#### Stored data
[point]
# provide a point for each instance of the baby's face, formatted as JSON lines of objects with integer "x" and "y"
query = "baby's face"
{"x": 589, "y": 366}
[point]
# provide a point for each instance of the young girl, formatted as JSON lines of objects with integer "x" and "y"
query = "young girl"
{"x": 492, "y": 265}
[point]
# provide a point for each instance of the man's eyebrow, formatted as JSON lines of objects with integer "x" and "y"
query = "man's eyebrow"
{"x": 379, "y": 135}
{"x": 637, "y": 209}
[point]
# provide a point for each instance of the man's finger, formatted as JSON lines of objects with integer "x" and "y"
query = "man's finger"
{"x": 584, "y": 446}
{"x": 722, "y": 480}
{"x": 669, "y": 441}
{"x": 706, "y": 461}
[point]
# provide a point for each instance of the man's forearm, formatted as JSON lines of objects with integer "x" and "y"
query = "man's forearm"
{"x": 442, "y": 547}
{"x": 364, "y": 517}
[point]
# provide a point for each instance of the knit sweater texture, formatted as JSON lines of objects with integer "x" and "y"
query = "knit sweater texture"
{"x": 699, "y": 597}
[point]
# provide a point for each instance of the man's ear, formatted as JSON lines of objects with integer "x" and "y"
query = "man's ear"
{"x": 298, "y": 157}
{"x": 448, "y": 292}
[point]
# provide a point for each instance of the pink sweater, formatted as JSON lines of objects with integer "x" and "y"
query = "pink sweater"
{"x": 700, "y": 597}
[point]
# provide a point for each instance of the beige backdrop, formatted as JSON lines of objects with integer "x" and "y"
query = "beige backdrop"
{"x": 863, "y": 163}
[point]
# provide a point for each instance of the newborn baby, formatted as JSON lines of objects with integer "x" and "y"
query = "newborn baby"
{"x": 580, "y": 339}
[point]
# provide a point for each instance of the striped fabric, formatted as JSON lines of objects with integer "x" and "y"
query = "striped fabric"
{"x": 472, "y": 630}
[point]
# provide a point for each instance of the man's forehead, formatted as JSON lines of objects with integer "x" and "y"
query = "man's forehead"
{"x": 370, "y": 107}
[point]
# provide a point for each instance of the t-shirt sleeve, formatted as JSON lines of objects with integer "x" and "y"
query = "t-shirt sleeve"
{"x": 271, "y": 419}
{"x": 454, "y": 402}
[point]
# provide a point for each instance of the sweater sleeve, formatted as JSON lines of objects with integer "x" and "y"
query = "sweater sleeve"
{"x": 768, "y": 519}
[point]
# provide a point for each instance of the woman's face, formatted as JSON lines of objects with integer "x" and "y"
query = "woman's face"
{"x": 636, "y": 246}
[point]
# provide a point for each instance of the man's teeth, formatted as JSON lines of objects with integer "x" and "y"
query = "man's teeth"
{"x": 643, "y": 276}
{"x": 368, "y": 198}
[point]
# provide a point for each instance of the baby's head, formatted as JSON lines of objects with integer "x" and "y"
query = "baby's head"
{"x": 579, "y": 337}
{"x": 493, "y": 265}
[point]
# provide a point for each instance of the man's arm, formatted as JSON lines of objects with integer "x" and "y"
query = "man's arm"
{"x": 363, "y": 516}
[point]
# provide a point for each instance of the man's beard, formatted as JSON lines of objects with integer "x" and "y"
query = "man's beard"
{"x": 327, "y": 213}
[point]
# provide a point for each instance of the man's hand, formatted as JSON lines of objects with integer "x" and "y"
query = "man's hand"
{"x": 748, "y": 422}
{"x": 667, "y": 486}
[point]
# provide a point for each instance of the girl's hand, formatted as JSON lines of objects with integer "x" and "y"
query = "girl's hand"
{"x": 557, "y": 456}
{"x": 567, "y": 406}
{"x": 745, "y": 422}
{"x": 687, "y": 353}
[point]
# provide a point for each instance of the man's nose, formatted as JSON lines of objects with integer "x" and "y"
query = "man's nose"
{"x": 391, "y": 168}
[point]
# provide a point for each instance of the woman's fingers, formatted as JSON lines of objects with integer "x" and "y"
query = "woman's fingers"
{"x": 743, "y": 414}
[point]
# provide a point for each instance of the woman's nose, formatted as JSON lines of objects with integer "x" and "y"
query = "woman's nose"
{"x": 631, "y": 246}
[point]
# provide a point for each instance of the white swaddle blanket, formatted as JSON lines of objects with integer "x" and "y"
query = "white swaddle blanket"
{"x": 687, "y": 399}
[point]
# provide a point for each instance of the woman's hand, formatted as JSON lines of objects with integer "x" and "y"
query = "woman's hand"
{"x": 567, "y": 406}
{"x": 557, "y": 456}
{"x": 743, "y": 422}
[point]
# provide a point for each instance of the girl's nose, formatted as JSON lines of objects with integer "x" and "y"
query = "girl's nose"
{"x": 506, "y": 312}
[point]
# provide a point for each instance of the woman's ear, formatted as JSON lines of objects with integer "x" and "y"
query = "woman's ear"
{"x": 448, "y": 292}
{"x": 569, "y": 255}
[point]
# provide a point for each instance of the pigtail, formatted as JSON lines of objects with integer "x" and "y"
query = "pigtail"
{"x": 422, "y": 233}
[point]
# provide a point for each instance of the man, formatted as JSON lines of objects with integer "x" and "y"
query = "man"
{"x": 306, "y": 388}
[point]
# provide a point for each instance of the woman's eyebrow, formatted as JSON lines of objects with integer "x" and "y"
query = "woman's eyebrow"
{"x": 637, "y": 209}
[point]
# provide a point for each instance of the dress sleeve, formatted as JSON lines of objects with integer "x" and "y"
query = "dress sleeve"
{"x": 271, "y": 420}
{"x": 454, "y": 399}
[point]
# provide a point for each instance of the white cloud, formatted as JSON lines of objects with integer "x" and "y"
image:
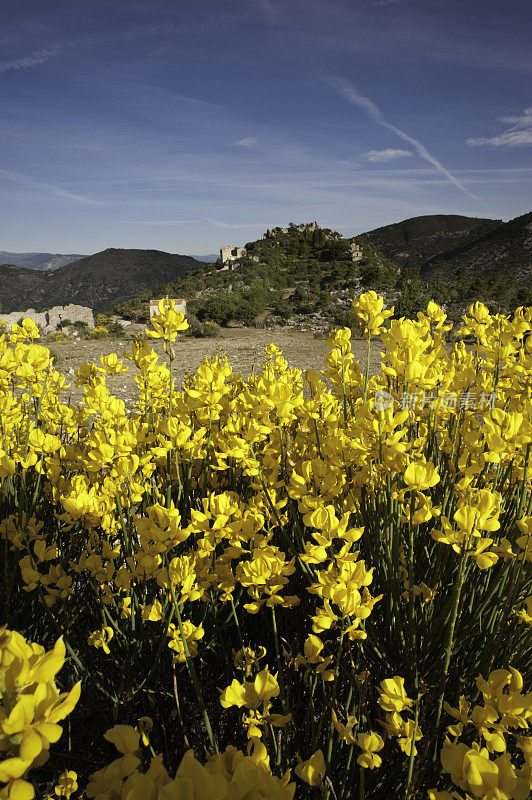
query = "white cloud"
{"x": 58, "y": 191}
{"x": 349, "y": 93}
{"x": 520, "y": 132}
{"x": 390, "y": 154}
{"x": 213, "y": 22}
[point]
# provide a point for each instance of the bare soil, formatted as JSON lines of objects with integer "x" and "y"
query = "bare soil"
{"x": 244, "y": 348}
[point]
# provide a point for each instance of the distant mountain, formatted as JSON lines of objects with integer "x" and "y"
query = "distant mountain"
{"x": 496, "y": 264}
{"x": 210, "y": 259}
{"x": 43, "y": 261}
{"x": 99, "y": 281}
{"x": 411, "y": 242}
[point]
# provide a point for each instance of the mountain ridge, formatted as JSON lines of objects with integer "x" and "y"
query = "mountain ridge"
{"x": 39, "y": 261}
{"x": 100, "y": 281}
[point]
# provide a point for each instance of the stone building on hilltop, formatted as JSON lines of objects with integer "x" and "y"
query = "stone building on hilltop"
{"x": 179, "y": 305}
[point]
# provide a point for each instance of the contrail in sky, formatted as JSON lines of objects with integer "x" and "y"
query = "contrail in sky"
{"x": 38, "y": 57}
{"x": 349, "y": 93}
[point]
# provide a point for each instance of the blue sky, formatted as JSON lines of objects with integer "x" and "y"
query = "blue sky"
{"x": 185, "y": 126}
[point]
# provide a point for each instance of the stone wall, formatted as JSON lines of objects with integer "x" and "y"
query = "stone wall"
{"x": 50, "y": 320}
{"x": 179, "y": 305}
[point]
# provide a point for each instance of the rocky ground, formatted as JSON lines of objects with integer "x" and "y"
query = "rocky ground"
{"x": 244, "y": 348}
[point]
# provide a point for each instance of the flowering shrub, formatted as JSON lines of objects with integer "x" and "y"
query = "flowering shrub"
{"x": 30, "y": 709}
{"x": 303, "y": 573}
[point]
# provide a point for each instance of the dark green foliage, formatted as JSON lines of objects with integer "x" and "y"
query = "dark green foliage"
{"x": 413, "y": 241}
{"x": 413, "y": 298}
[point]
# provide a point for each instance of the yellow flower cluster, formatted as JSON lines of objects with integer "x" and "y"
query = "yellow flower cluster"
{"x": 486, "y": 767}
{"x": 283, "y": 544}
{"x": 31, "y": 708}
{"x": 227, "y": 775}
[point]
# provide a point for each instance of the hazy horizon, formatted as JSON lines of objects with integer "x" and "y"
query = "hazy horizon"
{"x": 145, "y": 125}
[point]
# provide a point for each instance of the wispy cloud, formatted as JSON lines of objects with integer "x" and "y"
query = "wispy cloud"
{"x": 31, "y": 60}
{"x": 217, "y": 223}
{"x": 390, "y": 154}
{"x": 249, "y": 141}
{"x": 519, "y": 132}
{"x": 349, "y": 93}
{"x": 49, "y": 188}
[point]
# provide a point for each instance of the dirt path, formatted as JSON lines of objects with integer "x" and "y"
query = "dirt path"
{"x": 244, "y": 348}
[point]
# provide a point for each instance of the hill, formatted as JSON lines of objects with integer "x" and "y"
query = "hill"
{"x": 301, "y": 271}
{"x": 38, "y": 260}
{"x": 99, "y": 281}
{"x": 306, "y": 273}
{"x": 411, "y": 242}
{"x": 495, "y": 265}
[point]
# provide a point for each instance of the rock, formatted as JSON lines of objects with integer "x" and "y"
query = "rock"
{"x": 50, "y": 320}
########
* What you are asked to do *
Please pick out every line above that contains the word "eyebrow" and copy each of those lines in full. Letter case counts when matching.

* Full output *
# provide a point for each instance of the man's eyebrow, formatted as JSON lines of objects with integer "x" and "y"
query = "man's eyebrow"
# provide a point for each instance of the woman's eyebrow, formatted as JSON lines of objects with integer "x" and "y"
query = "woman's eyebrow"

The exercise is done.